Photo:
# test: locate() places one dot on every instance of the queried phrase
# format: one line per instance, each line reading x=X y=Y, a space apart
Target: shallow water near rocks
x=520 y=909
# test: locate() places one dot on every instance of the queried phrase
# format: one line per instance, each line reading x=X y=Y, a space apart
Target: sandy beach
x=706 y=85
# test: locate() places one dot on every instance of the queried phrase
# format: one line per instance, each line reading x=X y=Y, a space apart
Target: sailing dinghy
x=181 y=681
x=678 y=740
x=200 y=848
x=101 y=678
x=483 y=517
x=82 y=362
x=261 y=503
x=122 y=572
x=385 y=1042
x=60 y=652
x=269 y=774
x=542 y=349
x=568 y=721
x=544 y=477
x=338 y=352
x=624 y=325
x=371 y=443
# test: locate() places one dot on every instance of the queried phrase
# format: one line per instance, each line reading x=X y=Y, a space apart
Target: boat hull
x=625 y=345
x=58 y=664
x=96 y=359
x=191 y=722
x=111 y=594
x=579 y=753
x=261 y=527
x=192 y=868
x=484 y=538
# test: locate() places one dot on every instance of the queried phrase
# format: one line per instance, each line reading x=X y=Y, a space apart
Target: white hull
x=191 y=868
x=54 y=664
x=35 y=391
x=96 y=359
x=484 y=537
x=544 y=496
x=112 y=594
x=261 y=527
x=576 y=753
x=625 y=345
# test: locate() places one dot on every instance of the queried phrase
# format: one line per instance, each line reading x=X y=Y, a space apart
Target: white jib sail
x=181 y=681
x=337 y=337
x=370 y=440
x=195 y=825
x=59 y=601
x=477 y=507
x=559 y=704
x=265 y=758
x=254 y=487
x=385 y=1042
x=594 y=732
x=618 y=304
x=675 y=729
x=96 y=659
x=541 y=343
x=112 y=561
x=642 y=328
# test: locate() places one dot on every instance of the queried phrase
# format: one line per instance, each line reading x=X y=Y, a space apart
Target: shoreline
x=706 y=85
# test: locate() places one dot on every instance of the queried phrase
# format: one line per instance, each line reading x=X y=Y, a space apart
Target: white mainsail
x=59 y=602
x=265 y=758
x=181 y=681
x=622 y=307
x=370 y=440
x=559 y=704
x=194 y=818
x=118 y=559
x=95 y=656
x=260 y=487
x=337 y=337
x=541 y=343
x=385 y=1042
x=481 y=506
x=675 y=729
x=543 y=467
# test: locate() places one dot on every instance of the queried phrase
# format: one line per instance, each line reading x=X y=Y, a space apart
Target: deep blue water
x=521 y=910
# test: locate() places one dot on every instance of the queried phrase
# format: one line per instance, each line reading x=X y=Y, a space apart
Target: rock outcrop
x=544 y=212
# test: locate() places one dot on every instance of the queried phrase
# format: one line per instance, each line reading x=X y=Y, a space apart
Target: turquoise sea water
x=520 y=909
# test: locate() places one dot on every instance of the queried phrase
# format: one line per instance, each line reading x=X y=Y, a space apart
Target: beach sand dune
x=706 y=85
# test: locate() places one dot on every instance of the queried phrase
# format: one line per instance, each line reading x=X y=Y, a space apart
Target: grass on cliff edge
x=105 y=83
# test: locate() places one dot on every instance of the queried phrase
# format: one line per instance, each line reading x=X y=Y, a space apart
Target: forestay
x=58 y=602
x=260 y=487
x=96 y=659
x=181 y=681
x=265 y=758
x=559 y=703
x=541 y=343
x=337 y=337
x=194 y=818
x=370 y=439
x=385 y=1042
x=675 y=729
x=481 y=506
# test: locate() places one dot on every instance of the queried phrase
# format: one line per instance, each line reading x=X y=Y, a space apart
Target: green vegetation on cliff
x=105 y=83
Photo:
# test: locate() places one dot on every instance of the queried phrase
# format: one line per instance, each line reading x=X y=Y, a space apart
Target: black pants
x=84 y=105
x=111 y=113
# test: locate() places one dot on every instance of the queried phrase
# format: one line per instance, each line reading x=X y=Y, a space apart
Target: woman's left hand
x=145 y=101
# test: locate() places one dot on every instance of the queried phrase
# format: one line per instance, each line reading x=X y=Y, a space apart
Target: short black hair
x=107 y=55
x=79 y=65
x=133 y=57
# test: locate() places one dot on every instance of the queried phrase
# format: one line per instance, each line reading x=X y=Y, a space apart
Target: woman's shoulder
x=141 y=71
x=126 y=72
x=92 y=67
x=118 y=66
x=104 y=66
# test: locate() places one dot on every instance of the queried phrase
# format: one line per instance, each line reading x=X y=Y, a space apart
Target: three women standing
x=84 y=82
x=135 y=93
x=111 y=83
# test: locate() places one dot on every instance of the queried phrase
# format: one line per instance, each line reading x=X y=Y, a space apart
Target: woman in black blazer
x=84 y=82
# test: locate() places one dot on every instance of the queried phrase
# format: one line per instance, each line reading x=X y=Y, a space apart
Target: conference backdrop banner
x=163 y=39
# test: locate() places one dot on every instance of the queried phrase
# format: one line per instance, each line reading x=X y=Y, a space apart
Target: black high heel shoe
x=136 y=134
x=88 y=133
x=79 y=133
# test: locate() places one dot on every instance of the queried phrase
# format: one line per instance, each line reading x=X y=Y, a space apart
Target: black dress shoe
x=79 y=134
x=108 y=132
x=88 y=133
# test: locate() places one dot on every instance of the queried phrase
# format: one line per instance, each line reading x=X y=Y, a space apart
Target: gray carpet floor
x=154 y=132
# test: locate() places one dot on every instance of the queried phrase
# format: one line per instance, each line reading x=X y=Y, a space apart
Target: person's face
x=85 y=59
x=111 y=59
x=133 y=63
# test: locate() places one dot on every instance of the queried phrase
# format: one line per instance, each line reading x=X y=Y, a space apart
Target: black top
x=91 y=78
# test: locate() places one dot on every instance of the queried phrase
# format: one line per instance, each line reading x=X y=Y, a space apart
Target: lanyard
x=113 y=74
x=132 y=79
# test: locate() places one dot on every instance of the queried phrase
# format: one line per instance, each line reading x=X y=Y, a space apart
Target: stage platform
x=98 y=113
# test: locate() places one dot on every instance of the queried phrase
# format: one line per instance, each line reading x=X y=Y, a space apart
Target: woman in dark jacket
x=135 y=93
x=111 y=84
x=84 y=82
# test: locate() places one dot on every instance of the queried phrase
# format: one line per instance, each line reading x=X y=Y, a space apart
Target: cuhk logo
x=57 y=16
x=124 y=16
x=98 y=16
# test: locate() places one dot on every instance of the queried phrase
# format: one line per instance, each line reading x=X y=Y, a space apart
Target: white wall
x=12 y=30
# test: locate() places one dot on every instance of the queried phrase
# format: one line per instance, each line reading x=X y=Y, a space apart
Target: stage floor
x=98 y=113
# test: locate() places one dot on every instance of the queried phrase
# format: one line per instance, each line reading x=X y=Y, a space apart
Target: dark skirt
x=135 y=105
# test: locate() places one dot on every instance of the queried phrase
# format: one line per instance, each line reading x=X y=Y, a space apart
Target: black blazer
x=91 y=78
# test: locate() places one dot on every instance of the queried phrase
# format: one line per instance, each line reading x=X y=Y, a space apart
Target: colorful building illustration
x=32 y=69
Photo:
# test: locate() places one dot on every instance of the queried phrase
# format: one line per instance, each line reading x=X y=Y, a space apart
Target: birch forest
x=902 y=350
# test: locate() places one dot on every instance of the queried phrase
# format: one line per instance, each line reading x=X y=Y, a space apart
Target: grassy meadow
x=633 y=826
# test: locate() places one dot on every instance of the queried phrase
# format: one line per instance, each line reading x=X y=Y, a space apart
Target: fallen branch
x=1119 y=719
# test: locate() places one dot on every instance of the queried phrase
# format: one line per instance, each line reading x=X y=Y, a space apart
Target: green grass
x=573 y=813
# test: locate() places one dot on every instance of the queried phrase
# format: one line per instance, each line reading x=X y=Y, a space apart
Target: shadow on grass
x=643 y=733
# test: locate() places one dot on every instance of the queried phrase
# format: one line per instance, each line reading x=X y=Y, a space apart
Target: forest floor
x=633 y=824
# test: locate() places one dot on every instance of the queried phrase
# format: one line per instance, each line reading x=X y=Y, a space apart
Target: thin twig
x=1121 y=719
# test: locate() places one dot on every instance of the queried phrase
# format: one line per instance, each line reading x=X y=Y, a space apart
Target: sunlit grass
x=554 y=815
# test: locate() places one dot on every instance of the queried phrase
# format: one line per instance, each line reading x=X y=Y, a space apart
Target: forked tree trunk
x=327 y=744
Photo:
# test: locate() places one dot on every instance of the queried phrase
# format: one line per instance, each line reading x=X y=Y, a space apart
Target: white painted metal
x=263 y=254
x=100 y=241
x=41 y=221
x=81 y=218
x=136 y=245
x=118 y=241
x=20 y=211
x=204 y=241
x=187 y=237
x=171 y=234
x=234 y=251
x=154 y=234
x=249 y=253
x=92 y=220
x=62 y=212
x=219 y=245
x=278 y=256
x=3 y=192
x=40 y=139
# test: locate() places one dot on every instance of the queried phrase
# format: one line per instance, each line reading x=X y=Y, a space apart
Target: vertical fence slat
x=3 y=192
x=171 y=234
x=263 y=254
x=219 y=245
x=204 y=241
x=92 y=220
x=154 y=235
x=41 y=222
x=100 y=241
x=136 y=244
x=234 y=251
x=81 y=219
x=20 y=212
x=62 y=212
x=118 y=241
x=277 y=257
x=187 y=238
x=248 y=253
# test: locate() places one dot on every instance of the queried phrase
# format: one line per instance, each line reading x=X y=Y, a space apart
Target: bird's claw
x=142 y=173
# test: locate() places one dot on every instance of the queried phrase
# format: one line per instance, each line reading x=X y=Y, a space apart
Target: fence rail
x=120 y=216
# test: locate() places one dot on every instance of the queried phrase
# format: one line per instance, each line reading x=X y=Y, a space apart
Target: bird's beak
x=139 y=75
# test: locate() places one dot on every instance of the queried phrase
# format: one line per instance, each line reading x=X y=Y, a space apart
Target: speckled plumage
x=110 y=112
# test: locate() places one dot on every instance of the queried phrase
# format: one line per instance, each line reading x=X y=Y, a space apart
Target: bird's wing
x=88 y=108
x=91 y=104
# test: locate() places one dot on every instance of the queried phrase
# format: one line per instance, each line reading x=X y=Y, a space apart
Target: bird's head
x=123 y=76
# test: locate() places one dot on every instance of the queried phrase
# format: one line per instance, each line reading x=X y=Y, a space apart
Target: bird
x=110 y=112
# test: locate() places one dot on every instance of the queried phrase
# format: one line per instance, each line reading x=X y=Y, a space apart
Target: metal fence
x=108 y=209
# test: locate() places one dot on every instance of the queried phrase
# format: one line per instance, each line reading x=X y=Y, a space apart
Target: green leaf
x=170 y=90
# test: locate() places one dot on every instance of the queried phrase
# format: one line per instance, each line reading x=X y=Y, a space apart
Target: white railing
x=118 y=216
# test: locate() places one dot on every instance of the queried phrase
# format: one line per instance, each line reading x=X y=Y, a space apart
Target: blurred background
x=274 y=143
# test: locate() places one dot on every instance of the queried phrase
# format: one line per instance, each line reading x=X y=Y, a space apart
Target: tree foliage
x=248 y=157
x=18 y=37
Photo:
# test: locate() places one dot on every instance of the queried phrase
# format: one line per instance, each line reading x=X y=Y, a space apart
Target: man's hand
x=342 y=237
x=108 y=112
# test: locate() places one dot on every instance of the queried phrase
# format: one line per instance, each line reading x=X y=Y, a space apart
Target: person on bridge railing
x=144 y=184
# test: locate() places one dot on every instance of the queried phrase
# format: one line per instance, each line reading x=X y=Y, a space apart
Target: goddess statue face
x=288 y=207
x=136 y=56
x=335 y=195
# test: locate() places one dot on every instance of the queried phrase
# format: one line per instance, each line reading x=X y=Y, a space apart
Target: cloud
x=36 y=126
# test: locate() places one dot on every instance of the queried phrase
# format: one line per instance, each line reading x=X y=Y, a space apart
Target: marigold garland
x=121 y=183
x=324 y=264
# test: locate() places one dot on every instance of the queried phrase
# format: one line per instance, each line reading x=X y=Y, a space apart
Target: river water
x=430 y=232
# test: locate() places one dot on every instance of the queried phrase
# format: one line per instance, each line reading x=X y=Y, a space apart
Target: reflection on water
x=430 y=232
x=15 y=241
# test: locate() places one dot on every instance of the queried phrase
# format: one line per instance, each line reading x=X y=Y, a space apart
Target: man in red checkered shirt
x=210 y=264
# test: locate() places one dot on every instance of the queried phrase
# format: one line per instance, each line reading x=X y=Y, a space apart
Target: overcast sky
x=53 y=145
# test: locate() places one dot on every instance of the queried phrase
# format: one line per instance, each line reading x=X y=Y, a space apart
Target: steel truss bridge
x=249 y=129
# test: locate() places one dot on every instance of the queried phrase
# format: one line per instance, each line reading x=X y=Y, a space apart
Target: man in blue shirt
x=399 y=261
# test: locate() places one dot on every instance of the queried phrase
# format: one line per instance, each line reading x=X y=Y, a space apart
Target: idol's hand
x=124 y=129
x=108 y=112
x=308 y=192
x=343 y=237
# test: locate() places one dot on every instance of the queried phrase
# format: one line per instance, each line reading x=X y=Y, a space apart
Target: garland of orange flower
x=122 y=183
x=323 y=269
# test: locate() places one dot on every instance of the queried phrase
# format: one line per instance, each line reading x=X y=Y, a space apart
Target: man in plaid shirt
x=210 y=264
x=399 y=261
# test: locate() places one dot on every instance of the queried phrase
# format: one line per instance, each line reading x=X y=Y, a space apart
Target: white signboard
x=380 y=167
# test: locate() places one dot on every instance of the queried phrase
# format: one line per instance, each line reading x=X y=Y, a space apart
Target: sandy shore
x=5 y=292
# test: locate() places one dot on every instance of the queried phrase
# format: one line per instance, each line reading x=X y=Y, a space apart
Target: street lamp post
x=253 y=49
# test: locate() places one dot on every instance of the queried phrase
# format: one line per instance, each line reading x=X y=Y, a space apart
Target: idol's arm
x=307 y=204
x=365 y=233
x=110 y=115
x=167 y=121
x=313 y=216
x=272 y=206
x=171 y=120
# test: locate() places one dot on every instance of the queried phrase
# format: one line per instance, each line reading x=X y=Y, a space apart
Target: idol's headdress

**What you need to do**. Collect each line of the entries above that contains the string "person", matching case exactly.

**Task response**.
Target: person's face
Target: person on bridge railing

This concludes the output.